Reproduce the following passage on handshake styles word for word, in its entirety.

[Start Text section]

There’s a lot that can be said about shaking hands. I can’t speak for the girls, but for the guys the handshake says a lot about you and how you want to portray yourself to another person. I recall going to a class about becoming a better communicator, it was sponsored by the Navy and conducted by a contracted lecturer. I remember us spending some time talking about what messages different types of handshakes can communicate. We can all laugh about most of them, since we’ve all been there, especially the guys. I won’t analyze them right now, but some of them are:
--What I like to call the ‘dead fish.’ I experienced this one a lot on my mission to Brazil. The person extends their hand to you, but when you grab on it’s like a limp body of flesh, lifeless, lax and flopped over.
--The opposite of the ‘dead fish’ is the ‘vice’. Get a dead fish and vice together to shake hands and most likely someone will get hurt. The vice is the handshake that feels as if it’s going to crush every bone in your hand. It’s not good and I usually try to avoid these people, if possible.
--Then there is the ‘grasp your elbow or shoulder while I shake your hand’ hand shake. “Yes, Bishop, I’ll be there, or I’ll accept that assignment.”
--And there is the ‘bobber’. That’s the handshake that bobs up and down for the duration of your conversation. It’s no use pulling your hand away, you’re stuck bobbing with the bobber until the bobber is done bobbing. Period.
--There is also the ‘four finger’ handshake. This is mostly offered by ladies, but every once in a while the other guy will close his hand too early catching only your four fingers inadvertently and then your stuck for an awkward moment giving him the four finger shake—never a good handshake for a guy to give another guy, especially if the other guy is a ‘vicer’! OUCH!
--Lastly, I’ll mention the ‘civil’ handshake. This is the more traditional thought of a handshake where two hands are clasped firmly, but not overbearingly, with a good balance of bounce and proper release timing.

[End Text section]
[Start Material supplied]

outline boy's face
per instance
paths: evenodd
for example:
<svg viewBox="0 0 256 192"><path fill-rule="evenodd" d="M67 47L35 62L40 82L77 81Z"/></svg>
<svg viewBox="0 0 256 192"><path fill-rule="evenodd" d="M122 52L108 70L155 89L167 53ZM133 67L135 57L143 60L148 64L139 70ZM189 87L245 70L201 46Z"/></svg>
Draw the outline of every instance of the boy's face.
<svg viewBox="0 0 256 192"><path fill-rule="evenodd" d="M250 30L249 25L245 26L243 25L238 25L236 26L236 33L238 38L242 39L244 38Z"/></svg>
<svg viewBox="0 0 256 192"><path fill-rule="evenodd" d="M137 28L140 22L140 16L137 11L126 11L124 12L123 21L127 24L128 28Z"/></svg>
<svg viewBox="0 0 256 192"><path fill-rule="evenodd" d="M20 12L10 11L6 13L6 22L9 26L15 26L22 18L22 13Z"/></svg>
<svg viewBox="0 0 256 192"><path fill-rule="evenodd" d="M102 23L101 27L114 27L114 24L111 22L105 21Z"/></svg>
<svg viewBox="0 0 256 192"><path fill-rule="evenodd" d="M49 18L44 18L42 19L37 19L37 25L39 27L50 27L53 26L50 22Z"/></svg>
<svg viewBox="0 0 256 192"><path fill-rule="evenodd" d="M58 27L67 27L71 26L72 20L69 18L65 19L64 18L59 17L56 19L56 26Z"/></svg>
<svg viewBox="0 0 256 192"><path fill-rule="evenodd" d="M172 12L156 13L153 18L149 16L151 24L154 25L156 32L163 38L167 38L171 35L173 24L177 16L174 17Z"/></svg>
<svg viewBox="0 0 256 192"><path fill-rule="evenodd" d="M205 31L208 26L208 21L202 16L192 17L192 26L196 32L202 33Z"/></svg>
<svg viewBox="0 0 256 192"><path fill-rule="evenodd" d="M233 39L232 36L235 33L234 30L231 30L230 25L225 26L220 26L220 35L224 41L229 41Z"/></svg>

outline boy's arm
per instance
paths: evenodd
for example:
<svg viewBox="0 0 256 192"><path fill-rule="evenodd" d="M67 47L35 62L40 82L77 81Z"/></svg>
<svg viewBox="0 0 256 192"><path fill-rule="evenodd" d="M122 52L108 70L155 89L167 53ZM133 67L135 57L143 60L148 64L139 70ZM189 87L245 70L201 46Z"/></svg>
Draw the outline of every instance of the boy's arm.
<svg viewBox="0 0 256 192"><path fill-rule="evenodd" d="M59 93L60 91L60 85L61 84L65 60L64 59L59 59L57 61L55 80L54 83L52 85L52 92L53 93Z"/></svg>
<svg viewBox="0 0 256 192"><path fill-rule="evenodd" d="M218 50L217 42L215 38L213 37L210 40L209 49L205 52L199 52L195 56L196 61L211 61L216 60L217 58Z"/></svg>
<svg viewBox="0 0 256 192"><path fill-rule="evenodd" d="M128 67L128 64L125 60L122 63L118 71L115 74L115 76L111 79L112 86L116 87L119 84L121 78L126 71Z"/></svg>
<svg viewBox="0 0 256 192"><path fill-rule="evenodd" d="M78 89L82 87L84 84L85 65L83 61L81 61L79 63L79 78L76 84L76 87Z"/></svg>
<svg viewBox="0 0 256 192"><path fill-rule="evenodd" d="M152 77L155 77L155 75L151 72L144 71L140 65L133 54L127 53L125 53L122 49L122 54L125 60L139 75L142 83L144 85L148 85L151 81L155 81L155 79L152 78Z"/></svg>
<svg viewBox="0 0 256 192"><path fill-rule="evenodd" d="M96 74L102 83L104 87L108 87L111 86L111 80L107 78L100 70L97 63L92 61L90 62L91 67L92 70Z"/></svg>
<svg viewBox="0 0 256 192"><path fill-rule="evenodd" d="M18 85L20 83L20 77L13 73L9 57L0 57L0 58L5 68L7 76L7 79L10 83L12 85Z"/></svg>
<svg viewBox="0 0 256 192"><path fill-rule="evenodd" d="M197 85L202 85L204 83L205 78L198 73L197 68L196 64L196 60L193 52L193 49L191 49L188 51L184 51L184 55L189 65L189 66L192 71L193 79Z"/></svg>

[End Material supplied]
[Start Material supplied]

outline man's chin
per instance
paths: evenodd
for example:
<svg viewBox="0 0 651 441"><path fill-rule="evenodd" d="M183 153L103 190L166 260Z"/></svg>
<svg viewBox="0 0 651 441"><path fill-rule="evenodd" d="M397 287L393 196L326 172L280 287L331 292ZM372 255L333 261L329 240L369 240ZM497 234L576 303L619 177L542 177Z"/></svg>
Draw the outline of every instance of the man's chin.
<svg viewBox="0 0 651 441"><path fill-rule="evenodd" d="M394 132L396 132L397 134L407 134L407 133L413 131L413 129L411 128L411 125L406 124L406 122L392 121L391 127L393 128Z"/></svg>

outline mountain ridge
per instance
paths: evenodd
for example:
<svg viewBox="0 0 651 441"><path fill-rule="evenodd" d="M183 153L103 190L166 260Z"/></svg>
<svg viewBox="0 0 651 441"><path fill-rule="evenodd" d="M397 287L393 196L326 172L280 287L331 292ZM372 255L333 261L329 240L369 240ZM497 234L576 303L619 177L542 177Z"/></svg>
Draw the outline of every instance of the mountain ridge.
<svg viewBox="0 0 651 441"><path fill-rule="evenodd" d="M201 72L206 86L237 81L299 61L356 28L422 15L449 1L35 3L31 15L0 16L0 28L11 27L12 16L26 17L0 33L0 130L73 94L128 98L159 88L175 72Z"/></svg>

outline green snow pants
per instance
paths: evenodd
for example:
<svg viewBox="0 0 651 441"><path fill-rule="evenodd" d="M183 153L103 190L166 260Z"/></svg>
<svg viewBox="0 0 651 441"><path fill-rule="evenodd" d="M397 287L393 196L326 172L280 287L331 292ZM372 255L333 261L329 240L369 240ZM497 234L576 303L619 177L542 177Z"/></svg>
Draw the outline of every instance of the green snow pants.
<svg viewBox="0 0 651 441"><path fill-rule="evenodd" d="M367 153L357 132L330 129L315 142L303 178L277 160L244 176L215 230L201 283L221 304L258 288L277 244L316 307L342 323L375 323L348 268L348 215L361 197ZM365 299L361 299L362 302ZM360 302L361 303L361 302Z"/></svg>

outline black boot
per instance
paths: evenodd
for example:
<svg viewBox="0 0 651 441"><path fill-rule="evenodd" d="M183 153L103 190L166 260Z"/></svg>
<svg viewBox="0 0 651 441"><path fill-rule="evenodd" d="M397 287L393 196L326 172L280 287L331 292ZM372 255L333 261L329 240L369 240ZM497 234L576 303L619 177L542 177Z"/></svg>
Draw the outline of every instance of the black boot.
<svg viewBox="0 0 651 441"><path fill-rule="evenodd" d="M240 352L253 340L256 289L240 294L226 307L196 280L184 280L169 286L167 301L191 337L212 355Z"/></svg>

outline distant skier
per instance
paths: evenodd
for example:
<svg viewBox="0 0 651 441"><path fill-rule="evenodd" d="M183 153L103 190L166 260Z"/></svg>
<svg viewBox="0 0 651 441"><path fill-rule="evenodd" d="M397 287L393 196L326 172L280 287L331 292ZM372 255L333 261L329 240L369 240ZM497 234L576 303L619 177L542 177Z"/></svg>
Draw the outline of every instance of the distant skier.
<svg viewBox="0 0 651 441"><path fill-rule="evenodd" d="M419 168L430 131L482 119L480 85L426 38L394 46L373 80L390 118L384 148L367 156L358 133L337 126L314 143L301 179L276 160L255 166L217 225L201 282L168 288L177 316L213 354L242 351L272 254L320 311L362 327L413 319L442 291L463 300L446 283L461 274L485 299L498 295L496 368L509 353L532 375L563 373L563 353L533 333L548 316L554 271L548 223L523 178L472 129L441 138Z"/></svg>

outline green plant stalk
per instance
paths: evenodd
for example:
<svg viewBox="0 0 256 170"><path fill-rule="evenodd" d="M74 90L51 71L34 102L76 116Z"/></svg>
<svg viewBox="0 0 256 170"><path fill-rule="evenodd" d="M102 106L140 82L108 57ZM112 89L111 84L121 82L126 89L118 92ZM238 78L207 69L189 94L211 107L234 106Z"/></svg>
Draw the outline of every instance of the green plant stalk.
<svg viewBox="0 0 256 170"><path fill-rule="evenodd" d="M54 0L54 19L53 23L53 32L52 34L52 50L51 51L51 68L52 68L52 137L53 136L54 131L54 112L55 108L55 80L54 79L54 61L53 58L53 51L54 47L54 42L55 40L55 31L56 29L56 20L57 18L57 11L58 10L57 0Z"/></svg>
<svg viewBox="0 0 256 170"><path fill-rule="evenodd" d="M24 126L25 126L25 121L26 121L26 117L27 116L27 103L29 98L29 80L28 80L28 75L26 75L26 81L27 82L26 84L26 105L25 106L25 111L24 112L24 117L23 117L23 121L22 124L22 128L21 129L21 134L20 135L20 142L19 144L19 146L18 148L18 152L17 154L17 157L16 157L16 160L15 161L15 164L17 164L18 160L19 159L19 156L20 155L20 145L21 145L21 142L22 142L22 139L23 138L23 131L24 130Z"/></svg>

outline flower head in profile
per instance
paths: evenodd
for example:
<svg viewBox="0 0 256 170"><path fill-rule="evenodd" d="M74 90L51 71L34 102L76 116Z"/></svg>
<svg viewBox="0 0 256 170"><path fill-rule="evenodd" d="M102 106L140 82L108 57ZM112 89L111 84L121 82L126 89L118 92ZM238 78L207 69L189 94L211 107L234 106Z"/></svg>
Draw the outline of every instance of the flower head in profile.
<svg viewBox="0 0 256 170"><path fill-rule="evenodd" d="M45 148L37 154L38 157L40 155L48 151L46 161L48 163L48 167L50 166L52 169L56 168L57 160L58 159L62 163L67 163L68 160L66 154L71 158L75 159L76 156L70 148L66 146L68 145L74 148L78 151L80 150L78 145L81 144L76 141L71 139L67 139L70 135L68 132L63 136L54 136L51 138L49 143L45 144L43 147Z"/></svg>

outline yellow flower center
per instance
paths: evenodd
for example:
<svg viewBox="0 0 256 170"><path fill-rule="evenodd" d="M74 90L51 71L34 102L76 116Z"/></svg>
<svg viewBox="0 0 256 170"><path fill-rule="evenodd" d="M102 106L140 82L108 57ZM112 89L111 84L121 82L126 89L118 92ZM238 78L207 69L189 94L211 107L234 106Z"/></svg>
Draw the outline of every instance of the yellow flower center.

[End Material supplied]

# Answer to this problem
There’s a lot that can be said about shaking hands. I can’t speak for the girls, but for the guys the handshake says a lot about you and how you want to portray yourself to another person. I recall going to a class about becoming a better communicator, it was sponsored by the Navy and conducted by a contracted lecturer. I remember us spending some time talking about what messages different types of handshakes can communicate. We can all laugh about most of them, since we’ve all been there, especially the guys. I won’t analyze them right now, but some of them are:
--What I like to call the ‘dead fish.’ I experienced this one a lot on my mission to Brazil. The person extends their hand to you, but when you grab on it’s like a limp body of flesh, lifeless, lax and flopped over.
--The opposite of the ‘dead fish’ is the ‘vice’. Get a dead fish and vice together to shake hands and most likely someone will get hurt. The vice is the handshake that feels as if it’s going to crush every bone in your hand. It’s not good and I usually try to avoid these people, if possible.
--Then there is the ‘grasp your elbow or shoulder while I shake your hand’ hand shake. “Yes, Bishop, I’ll be there, or I’ll accept that assignment.”
--And there is the ‘bobber’. That’s the handshake that bobs up and down for the duration of your conversation. It’s no use pulling your hand away, you’re stuck bobbing with the bobber until the bobber is done bobbing. Period.
--There is also the ‘four finger’ handshake. This is mostly offered by ladies, but every once in a while the other guy will close his hand too early catching only your four fingers inadvertently and then your stuck for an awkward moment giving him the four finger shake—never a good handshake for a guy to give another guy, especially if the other guy is a ‘vicer’! OUCH!
--Lastly, I’ll mention the ‘civil’ handshake. This is the more traditional thought of a handshake where two hands are clasped firmly, but not overbearingly, with a good balance of bounce and proper release timing.